▸ STATED TASK: Please show every line below that contains the word "Dataset", copying each such line in full.
── RECORDS FOR THIS TASK
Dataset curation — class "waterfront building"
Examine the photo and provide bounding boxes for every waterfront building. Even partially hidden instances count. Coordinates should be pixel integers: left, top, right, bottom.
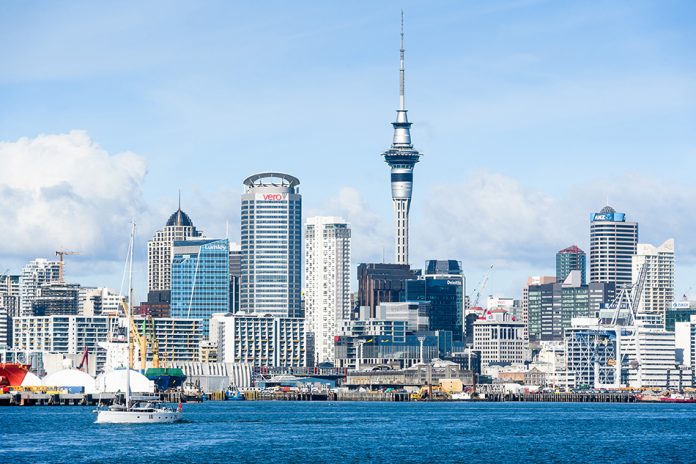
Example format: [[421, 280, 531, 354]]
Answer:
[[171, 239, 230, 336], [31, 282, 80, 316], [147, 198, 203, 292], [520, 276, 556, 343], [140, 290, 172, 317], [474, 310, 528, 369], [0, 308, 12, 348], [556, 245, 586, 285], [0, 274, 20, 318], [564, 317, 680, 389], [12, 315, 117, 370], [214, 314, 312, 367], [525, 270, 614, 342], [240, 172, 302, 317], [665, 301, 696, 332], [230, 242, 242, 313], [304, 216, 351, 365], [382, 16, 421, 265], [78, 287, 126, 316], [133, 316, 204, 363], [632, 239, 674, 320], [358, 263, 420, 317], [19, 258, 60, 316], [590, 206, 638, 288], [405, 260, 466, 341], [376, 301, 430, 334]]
────
── RECORDS FOR THIS TASK
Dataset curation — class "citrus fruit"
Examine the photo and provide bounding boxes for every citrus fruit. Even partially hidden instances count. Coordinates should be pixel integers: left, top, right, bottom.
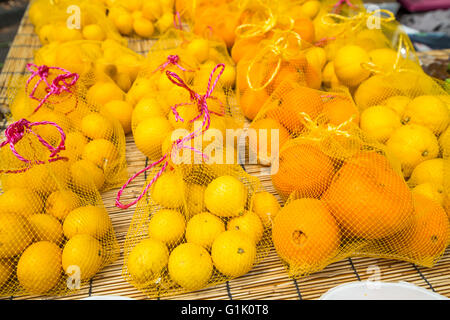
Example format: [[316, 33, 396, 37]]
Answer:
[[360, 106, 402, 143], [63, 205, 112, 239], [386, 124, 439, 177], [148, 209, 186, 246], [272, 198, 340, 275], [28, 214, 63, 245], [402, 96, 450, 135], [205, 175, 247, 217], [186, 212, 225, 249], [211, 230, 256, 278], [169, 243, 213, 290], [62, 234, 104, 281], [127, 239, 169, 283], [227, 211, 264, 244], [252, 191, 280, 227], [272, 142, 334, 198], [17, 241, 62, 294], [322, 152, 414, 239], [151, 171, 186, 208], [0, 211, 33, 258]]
────
── RECORDS FOR THIS TASK
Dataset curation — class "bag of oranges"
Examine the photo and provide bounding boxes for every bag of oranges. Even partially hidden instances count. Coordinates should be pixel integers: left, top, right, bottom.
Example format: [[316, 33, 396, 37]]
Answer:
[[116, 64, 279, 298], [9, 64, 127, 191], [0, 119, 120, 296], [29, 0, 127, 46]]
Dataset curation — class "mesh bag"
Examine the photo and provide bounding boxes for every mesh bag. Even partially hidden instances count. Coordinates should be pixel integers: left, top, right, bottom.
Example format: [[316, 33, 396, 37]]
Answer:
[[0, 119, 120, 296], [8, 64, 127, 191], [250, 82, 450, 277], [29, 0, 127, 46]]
────
▸ RESULT OF THIS TASK:
Dataset curation — class "waterfront building"
Dataset curation — class "citrus fruit"
Dataset curation — class "bag of oranges"
Dataset curation — class "mesh bag"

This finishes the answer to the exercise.